--- PROVIDED RECORDS ---

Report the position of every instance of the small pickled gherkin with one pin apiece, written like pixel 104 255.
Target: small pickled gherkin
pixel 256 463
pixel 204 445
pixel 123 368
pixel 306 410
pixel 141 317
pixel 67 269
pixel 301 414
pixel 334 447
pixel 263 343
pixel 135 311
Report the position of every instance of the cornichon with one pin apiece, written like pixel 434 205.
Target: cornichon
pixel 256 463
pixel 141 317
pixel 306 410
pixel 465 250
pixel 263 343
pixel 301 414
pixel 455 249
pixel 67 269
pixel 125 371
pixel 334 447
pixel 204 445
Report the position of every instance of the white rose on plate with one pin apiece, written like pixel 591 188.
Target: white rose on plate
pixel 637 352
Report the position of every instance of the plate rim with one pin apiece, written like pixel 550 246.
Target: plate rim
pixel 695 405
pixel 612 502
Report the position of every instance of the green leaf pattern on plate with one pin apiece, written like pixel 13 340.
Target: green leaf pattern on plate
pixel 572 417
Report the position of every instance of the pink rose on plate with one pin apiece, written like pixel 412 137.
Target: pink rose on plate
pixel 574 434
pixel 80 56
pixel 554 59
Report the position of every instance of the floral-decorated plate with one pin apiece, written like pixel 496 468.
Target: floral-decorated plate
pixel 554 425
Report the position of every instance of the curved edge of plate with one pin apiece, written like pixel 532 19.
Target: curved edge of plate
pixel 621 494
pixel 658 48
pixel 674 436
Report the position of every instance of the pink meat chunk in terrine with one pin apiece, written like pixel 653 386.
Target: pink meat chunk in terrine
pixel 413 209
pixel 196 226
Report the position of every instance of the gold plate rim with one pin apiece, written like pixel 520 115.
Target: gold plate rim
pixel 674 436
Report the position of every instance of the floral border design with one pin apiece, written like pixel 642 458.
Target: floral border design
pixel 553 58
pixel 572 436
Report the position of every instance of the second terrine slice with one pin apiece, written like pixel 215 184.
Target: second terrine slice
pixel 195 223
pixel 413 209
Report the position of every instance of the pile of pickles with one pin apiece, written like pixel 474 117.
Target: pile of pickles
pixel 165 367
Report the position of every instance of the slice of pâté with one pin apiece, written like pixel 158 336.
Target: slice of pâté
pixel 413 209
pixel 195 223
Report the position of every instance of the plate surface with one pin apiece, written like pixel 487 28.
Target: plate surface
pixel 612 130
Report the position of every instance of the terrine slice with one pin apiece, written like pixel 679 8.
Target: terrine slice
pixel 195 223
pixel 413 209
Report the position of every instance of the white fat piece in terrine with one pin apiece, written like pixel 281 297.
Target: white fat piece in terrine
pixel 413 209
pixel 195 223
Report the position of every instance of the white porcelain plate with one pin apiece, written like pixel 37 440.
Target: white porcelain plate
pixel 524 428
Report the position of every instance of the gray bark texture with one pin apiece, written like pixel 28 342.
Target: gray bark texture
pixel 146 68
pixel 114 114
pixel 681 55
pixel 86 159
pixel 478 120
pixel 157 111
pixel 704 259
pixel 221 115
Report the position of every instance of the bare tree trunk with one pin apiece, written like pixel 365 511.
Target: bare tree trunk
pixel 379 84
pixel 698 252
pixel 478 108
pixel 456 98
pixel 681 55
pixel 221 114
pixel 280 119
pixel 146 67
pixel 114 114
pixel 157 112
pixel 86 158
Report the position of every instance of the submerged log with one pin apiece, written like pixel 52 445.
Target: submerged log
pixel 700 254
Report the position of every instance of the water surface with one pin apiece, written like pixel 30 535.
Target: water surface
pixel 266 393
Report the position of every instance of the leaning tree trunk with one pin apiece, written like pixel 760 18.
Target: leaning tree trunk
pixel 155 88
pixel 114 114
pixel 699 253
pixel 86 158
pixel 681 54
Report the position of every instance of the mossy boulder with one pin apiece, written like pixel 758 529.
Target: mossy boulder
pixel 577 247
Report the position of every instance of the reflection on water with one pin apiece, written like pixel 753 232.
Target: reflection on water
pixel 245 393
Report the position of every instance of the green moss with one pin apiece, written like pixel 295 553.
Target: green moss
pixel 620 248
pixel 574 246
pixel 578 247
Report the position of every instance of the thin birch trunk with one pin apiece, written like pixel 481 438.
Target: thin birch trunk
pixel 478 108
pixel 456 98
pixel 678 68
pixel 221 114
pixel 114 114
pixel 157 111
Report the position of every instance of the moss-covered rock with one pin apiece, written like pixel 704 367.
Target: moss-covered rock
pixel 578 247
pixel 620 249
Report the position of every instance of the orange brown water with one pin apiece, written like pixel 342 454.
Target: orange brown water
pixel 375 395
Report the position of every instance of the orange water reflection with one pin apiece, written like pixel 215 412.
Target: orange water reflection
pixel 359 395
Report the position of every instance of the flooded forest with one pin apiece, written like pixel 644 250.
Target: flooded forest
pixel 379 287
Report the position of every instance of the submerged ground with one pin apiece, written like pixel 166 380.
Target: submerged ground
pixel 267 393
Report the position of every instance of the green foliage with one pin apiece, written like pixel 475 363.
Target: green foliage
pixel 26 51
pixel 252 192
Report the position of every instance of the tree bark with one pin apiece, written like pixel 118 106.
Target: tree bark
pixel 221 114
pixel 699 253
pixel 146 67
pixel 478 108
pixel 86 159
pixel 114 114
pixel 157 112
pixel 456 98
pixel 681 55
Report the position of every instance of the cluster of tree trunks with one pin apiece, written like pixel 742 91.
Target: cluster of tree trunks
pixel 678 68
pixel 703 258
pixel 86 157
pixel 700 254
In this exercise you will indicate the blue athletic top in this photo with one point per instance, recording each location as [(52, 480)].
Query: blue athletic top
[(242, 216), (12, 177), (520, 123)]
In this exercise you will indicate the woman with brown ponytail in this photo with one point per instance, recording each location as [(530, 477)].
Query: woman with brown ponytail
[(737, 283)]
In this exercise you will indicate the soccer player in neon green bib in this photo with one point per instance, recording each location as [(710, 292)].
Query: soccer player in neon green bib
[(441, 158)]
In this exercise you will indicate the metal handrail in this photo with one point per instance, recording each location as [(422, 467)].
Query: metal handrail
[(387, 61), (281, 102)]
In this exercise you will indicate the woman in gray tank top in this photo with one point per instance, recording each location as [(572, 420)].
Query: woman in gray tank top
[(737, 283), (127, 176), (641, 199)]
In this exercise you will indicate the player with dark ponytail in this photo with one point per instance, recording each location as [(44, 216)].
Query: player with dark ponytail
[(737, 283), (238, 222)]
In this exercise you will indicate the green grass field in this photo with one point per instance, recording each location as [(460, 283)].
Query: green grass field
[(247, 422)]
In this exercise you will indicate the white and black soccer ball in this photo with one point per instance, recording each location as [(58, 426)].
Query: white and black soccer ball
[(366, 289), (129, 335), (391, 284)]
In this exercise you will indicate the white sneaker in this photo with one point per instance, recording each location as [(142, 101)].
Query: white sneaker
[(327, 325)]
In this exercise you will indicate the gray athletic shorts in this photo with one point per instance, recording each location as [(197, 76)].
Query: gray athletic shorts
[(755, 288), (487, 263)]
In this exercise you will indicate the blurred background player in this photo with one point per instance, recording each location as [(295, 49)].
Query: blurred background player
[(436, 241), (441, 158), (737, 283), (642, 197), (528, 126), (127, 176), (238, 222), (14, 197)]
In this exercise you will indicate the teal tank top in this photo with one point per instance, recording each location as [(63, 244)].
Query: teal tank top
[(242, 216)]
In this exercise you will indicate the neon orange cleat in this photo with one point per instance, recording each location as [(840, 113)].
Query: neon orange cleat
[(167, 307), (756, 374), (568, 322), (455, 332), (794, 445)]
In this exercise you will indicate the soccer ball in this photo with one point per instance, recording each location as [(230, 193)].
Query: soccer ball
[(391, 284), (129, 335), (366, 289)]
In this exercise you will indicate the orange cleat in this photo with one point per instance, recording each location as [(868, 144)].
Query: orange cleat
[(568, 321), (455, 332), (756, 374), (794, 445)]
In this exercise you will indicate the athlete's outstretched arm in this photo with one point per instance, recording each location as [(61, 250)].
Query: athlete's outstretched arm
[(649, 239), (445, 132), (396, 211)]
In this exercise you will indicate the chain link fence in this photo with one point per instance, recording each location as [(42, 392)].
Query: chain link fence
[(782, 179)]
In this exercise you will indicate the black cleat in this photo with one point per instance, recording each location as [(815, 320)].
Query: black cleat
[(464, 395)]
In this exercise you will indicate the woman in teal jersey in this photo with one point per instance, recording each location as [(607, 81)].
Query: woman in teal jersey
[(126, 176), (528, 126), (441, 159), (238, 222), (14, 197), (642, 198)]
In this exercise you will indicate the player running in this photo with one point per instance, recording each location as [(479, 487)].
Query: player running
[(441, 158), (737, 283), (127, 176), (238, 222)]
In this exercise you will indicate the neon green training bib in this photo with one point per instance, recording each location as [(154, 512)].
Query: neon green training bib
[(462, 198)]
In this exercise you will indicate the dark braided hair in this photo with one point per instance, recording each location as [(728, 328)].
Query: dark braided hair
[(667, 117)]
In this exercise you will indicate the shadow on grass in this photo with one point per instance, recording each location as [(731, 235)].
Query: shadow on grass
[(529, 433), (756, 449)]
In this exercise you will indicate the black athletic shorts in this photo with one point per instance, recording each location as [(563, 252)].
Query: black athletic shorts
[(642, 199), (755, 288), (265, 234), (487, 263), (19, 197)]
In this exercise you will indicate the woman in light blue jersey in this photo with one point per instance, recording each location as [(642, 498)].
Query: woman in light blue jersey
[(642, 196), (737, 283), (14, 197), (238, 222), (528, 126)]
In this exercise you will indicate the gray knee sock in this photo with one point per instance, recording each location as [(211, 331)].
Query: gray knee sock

---

**CHALLENGE**
Reproduce the data verbatim, from its first line through the line containing "pixel 196 226", with both of those lines included.

**RESPONSE BELOW**
Report the position of every instance of the small pickled gherkin with one pin apiece, written like pixel 104 255.
Target: small pickled gherkin
pixel 256 463
pixel 204 445
pixel 123 368
pixel 306 410
pixel 141 317
pixel 67 269
pixel 301 414
pixel 334 447
pixel 263 343
pixel 135 311
Report the position of every instance of the cornichon with one pin apiece, written like pixel 434 205.
Target: cornichon
pixel 256 463
pixel 141 317
pixel 306 410
pixel 465 250
pixel 263 343
pixel 301 414
pixel 455 249
pixel 67 269
pixel 125 371
pixel 334 447
pixel 204 445
Report the position of every instance of the white rose on plate with one pin apiece, written like pixel 591 188.
Target: white rose on plate
pixel 637 352
Report the position of every instance of the plate rim with one pin apiece, written like pixel 550 246.
Target: plate rim
pixel 695 405
pixel 612 502
Report the position of every instance of the green leaf pattern on plate with one pin apiece, written like pixel 13 340.
Target: green leaf pattern on plate
pixel 572 417
Report the position of every instance of the pink rose on plate with one pin apiece, written like pixel 412 137.
Target: pink rose on plate
pixel 574 434
pixel 80 56
pixel 554 59
Report the position of every instance of the floral-decorated plate with one pin apiece, written like pixel 496 468.
Target: floral-decorated plate
pixel 554 425
Report the position of every instance of the curved edge of plate with one pin apiece, written like pixel 532 19.
Target: curved edge of plate
pixel 621 494
pixel 658 48
pixel 674 436
Report the position of every instance of the pink meat chunk in terrine with one pin apiece, written like pixel 653 386.
Target: pink meat chunk in terrine
pixel 413 209
pixel 196 226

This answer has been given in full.